TASK DIRECTIONS:
Extract every line of the items that contains the word "black".

EXTRACTED MATERIAL:
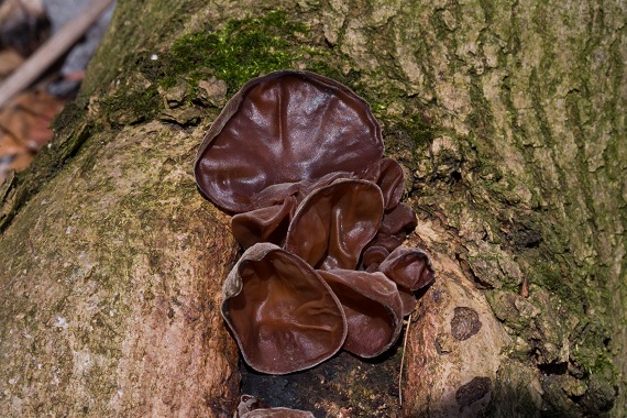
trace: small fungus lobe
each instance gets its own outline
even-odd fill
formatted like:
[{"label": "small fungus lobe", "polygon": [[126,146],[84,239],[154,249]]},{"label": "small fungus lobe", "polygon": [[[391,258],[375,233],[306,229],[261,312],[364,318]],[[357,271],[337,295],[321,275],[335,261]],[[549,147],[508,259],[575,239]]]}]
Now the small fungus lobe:
[{"label": "small fungus lobe", "polygon": [[380,355],[432,283],[428,255],[402,246],[416,213],[383,153],[367,102],[309,72],[250,80],[207,132],[194,172],[245,250],[221,310],[253,369],[292,373],[342,348]]}]

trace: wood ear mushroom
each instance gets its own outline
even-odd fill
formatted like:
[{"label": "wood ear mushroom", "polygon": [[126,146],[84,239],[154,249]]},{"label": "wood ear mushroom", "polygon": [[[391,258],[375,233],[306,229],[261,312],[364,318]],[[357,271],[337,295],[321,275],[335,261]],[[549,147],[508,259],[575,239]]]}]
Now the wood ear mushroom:
[{"label": "wood ear mushroom", "polygon": [[400,246],[416,213],[378,122],[348,87],[308,72],[254,78],[216,119],[195,162],[202,195],[233,215],[246,249],[223,286],[222,315],[243,359],[292,373],[344,348],[397,341],[429,257]]}]

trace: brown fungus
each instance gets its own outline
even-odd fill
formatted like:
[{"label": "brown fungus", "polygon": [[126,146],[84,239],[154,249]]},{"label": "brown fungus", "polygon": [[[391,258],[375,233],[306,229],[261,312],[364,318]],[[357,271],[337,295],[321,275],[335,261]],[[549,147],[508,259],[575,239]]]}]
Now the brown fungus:
[{"label": "brown fungus", "polygon": [[253,369],[284,374],[333,355],[346,321],[327,283],[302,260],[270,243],[244,252],[223,286],[222,315]]},{"label": "brown fungus", "polygon": [[308,72],[252,79],[207,132],[194,172],[246,249],[222,315],[249,365],[284,374],[341,346],[372,358],[394,344],[433,271],[400,246],[416,213],[362,98]]},{"label": "brown fungus", "polygon": [[316,268],[354,270],[382,217],[383,196],[376,185],[337,180],[314,190],[298,207],[285,249]]},{"label": "brown fungus", "polygon": [[329,173],[364,174],[382,156],[381,128],[362,98],[317,74],[284,70],[229,100],[200,145],[195,176],[207,198],[239,213],[288,196],[260,199],[268,187],[293,194],[289,185]]}]

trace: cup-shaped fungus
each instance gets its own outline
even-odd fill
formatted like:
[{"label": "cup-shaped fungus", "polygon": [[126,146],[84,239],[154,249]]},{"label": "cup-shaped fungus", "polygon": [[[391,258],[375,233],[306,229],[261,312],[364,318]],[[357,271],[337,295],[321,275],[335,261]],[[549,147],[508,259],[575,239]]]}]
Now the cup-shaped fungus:
[{"label": "cup-shaped fungus", "polygon": [[[200,145],[195,176],[207,198],[239,213],[294,194],[282,185],[359,176],[382,156],[381,127],[365,100],[332,79],[284,70],[250,80],[229,100]],[[268,187],[280,191],[270,201],[261,198]]]},{"label": "cup-shaped fungus", "polygon": [[244,252],[223,287],[222,315],[253,369],[311,367],[344,343],[346,321],[329,285],[302,260],[271,243]]},{"label": "cup-shaped fungus", "polygon": [[403,326],[403,306],[394,282],[382,273],[319,271],[336,293],[346,316],[343,349],[374,358],[394,344]]},{"label": "cup-shaped fungus", "polygon": [[308,72],[254,78],[207,132],[194,173],[234,213],[246,249],[221,309],[250,366],[284,374],[342,346],[373,358],[394,344],[433,271],[425,253],[400,248],[416,213],[362,98]]},{"label": "cup-shaped fungus", "polygon": [[298,207],[285,249],[319,270],[354,270],[382,218],[383,196],[375,184],[340,179],[314,190]]}]

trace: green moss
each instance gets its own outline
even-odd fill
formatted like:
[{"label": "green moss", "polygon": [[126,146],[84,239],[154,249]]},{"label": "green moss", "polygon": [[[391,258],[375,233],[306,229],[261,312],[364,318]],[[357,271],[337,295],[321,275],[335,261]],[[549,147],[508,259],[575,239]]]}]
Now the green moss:
[{"label": "green moss", "polygon": [[[295,36],[306,33],[299,22],[290,22],[282,10],[263,16],[232,20],[219,31],[186,34],[154,59],[152,54],[129,57],[124,68],[130,74],[129,89],[102,99],[103,110],[112,124],[138,123],[156,117],[162,108],[160,88],[174,86],[184,79],[191,87],[198,80],[215,76],[227,82],[228,94],[234,94],[245,81],[262,73],[292,67],[301,53]],[[136,86],[135,86],[136,84]]]},{"label": "green moss", "polygon": [[207,70],[227,81],[234,92],[250,78],[292,66],[297,53],[289,38],[307,28],[287,21],[282,10],[255,19],[234,20],[218,32],[198,32],[176,41],[164,57],[166,75],[162,85],[174,84],[177,76],[198,80]]}]

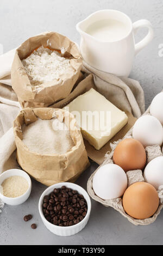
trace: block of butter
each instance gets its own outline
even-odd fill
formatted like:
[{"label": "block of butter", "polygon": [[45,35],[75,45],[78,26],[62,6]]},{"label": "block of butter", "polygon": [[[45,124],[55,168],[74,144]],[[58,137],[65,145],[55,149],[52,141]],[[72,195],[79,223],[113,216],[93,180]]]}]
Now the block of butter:
[{"label": "block of butter", "polygon": [[126,113],[91,88],[64,107],[72,113],[83,137],[100,149],[128,121]]}]

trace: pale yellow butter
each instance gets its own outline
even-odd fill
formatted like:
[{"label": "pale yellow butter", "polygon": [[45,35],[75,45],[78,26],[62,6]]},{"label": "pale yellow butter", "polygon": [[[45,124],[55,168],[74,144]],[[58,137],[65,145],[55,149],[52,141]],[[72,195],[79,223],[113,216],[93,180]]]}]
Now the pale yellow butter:
[{"label": "pale yellow butter", "polygon": [[128,121],[124,112],[92,88],[77,97],[64,109],[74,115],[83,137],[98,150]]}]

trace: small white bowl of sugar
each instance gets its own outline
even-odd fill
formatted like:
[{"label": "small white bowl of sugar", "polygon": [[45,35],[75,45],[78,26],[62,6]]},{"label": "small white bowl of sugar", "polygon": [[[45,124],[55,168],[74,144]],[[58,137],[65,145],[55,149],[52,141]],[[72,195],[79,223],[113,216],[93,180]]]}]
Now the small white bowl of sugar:
[{"label": "small white bowl of sugar", "polygon": [[18,205],[30,196],[31,180],[22,170],[11,169],[0,175],[0,198],[5,204]]}]

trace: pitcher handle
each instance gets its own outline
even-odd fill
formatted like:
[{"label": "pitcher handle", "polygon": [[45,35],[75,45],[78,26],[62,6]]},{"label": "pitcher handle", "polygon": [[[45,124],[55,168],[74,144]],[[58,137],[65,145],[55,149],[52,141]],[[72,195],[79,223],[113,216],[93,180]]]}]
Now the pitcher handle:
[{"label": "pitcher handle", "polygon": [[151,23],[147,20],[140,20],[133,23],[133,29],[135,34],[137,30],[140,28],[148,28],[148,33],[147,35],[137,44],[135,45],[135,55],[138,53],[143,48],[147,45],[154,37],[154,32]]}]

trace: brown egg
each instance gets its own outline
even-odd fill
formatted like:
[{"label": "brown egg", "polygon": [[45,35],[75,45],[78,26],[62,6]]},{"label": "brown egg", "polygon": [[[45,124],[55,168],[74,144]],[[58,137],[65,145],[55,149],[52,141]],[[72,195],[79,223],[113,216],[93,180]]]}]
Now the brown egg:
[{"label": "brown egg", "polygon": [[125,172],[142,170],[146,163],[146,151],[142,144],[136,139],[125,139],[115,149],[113,161]]},{"label": "brown egg", "polygon": [[133,218],[142,220],[156,212],[159,198],[156,189],[147,182],[136,182],[130,186],[123,197],[126,212]]}]

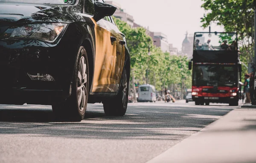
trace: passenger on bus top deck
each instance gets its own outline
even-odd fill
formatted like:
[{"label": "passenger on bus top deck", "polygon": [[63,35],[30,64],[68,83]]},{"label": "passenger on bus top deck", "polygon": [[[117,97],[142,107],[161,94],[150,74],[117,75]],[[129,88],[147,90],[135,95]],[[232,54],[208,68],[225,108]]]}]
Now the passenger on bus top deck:
[{"label": "passenger on bus top deck", "polygon": [[199,40],[197,39],[195,40],[195,50],[201,50],[202,49],[202,45],[199,44]]},{"label": "passenger on bus top deck", "polygon": [[221,50],[227,50],[228,49],[228,45],[227,44],[227,42],[226,40],[223,41],[223,43],[221,45]]},{"label": "passenger on bus top deck", "polygon": [[211,40],[209,39],[207,41],[207,43],[206,43],[204,45],[203,47],[203,49],[204,50],[212,50],[212,46],[211,44],[210,44],[210,42],[211,42]]},{"label": "passenger on bus top deck", "polygon": [[233,51],[236,50],[236,46],[237,46],[236,41],[233,41],[233,42],[232,43],[231,45],[230,45],[230,50],[233,50]]}]

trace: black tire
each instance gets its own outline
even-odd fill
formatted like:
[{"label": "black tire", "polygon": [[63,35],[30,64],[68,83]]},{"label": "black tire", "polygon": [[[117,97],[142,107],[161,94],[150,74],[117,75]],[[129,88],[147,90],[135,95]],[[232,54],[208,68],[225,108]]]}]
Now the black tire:
[{"label": "black tire", "polygon": [[114,97],[103,101],[105,114],[108,116],[122,116],[127,109],[129,80],[127,78],[126,70],[123,71],[121,84],[117,95]]},{"label": "black tire", "polygon": [[64,101],[52,106],[57,121],[80,122],[84,119],[89,94],[89,79],[88,57],[84,48],[81,46],[75,65],[71,94]]},{"label": "black tire", "polygon": [[200,102],[198,101],[195,101],[195,105],[200,105]]}]

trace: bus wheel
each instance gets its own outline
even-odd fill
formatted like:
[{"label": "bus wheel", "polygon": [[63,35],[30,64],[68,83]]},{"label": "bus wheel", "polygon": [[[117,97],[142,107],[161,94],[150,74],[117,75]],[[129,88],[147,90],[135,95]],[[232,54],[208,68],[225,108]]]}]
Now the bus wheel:
[{"label": "bus wheel", "polygon": [[238,106],[238,101],[232,101],[229,103],[230,106]]},{"label": "bus wheel", "polygon": [[200,102],[198,101],[195,101],[195,105],[200,105]]}]

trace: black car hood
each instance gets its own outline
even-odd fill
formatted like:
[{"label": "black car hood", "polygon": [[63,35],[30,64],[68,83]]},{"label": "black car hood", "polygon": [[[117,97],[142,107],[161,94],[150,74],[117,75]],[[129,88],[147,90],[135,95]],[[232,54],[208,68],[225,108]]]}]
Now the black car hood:
[{"label": "black car hood", "polygon": [[47,21],[71,6],[0,3],[0,26]]}]

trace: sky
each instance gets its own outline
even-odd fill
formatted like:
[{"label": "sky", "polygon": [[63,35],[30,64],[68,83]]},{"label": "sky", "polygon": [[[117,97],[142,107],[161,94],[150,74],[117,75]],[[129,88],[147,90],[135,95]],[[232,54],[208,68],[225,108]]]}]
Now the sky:
[{"label": "sky", "polygon": [[[169,43],[179,51],[186,31],[189,34],[209,31],[201,27],[200,18],[206,13],[201,7],[201,0],[112,0],[133,16],[136,23],[167,35]],[[223,31],[223,28],[214,23],[211,28],[212,31]]]}]

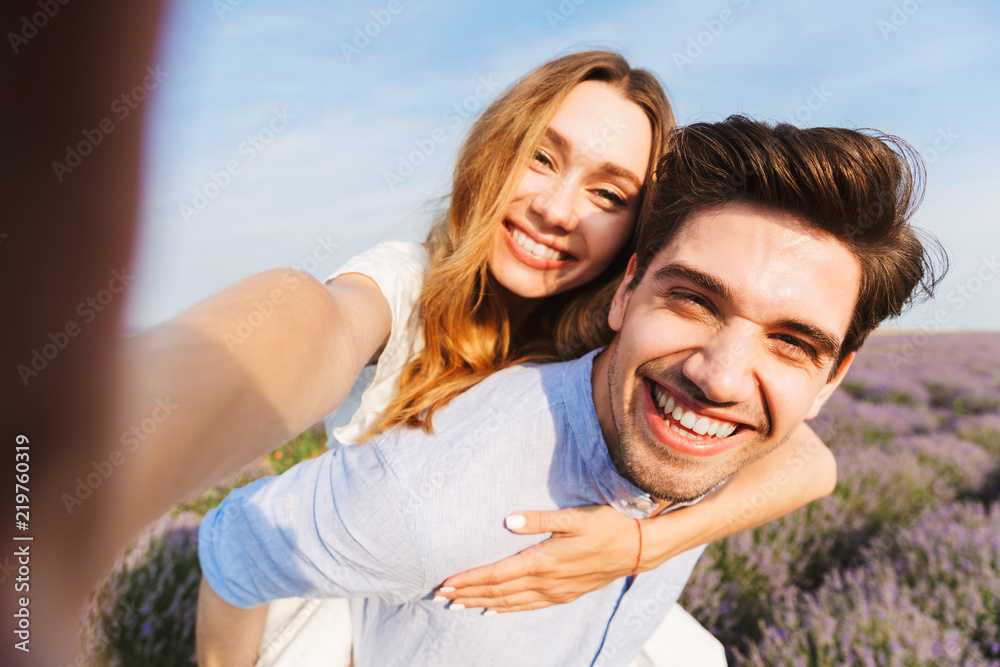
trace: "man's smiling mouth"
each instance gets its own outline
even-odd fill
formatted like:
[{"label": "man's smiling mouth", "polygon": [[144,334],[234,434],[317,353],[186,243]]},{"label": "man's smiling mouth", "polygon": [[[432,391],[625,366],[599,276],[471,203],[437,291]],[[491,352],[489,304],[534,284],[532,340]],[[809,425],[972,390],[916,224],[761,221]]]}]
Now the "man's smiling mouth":
[{"label": "man's smiling mouth", "polygon": [[671,430],[692,440],[721,440],[739,428],[739,424],[702,415],[681,402],[659,384],[649,381],[653,402],[664,423]]}]

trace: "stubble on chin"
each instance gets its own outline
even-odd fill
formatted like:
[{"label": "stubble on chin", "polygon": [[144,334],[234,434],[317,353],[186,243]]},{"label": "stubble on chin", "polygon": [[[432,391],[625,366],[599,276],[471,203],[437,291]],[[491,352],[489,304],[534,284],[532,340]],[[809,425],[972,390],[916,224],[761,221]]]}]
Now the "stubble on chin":
[{"label": "stubble on chin", "polygon": [[[617,362],[616,349],[608,364],[607,380],[611,417],[618,442],[608,443],[608,453],[618,474],[645,493],[670,503],[690,502],[763,456],[754,454],[753,448],[744,447],[734,457],[727,457],[714,464],[703,464],[683,458],[663,447],[648,432],[645,415],[639,409],[644,390],[642,378],[638,375],[619,378]],[[626,384],[629,391],[627,397],[624,396]],[[645,440],[651,442],[647,443]]]}]

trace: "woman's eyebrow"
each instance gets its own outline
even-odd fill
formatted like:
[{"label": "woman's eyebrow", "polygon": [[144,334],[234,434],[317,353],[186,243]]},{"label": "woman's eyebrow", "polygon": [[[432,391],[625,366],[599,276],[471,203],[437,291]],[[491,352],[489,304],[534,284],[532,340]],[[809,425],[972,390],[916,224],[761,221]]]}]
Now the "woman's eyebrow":
[{"label": "woman's eyebrow", "polygon": [[[569,152],[573,148],[573,145],[572,143],[570,143],[569,139],[559,134],[559,132],[552,129],[551,127],[545,130],[545,138],[548,139],[553,144],[555,144],[556,148],[558,148],[563,152]],[[636,190],[642,189],[642,179],[636,176],[635,172],[633,172],[631,169],[626,169],[625,167],[615,162],[603,162],[598,167],[598,169],[611,176],[616,176],[618,178],[625,179],[633,186],[635,186]]]}]

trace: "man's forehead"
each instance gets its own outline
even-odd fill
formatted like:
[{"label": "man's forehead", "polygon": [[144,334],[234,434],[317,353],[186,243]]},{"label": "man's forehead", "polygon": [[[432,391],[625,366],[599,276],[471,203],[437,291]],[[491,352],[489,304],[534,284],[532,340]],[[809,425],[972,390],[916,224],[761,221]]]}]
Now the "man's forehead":
[{"label": "man's forehead", "polygon": [[693,212],[647,273],[651,281],[699,284],[761,323],[803,322],[838,342],[861,281],[857,257],[836,237],[786,211],[750,204]]}]

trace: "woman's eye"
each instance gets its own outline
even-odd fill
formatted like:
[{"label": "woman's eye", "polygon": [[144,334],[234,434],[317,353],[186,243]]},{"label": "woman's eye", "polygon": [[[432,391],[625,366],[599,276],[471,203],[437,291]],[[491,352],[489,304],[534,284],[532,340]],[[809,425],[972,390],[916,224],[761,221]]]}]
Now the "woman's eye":
[{"label": "woman's eye", "polygon": [[550,158],[545,153],[545,151],[541,151],[541,150],[535,151],[535,162],[538,162],[539,164],[543,164],[546,167],[551,167],[552,166],[552,158]]},{"label": "woman's eye", "polygon": [[599,190],[595,190],[594,193],[601,199],[610,202],[615,206],[625,206],[627,204],[625,199],[620,194],[612,190],[601,188]]}]

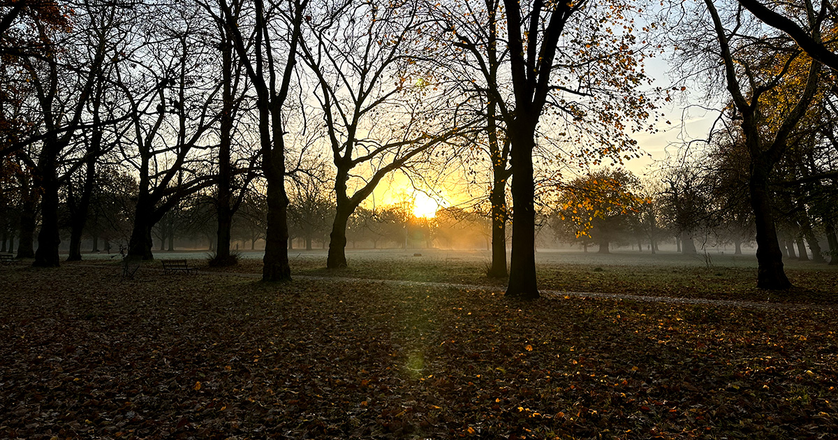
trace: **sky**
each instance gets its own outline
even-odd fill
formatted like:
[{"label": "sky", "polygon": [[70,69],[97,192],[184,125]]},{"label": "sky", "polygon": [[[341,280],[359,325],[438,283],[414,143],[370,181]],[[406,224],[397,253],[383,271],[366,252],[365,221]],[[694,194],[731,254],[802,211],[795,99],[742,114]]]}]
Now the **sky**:
[{"label": "sky", "polygon": [[[654,78],[653,87],[669,88],[684,85],[687,91],[675,96],[675,99],[662,106],[663,113],[658,123],[658,132],[635,133],[632,137],[638,142],[645,153],[639,158],[633,158],[623,166],[640,178],[654,178],[655,172],[661,169],[667,160],[677,157],[679,149],[687,142],[705,138],[718,113],[696,106],[702,101],[701,91],[691,91],[695,85],[680,84],[670,78],[669,74],[670,60],[667,56],[648,59],[645,67]],[[666,122],[670,123],[666,123]],[[442,190],[442,199],[435,199],[427,194],[412,189],[409,180],[399,173],[382,181],[375,191],[375,196],[367,200],[367,207],[376,207],[398,203],[406,199],[412,199],[416,206],[414,215],[417,217],[432,217],[439,207],[449,206],[460,202],[457,194],[448,194]]]}]

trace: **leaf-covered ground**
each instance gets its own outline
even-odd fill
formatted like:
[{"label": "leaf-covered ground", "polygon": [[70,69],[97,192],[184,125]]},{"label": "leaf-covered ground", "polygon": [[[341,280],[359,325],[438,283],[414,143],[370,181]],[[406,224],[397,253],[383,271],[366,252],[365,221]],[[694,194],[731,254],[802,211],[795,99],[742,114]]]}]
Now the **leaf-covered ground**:
[{"label": "leaf-covered ground", "polygon": [[[423,249],[419,250],[421,257],[414,257],[413,253],[350,251],[349,267],[329,271],[324,268],[324,252],[303,251],[292,253],[292,265],[294,273],[302,275],[506,287],[506,280],[485,277],[489,260],[481,252]],[[716,254],[708,259],[703,255],[675,252],[654,256],[540,252],[537,256],[542,289],[838,306],[838,266],[786,261],[786,274],[794,287],[770,292],[756,288],[757,266],[753,255]],[[212,271],[261,273],[261,261],[243,259],[236,267]]]},{"label": "leaf-covered ground", "polygon": [[0,437],[838,437],[832,308],[0,270]]}]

SOLUTION TO THE EXERCISE:
trace: black tire
[{"label": "black tire", "polygon": [[63,35],[30,64],[68,83]]},{"label": "black tire", "polygon": [[[117,97],[142,107],[161,94],[150,74],[117,75]],[[129,88],[147,90],[135,95]],[[232,54],[208,68],[225,108]]]}]
Now the black tire:
[{"label": "black tire", "polygon": [[114,97],[103,101],[105,114],[108,116],[122,116],[127,109],[129,80],[127,78],[126,70],[123,71],[121,84],[117,95]]},{"label": "black tire", "polygon": [[64,101],[52,106],[57,121],[80,122],[84,119],[89,94],[89,79],[88,57],[84,48],[81,46],[75,65],[71,94]]},{"label": "black tire", "polygon": [[200,102],[198,101],[195,101],[195,105],[200,105]]}]
trace: black car hood
[{"label": "black car hood", "polygon": [[63,35],[30,64],[68,83]]},{"label": "black car hood", "polygon": [[[117,97],[142,107],[161,94],[150,74],[117,75]],[[129,88],[147,90],[135,95]],[[232,54],[208,68],[225,108]]]}]
Now the black car hood:
[{"label": "black car hood", "polygon": [[47,21],[71,6],[0,3],[0,26]]}]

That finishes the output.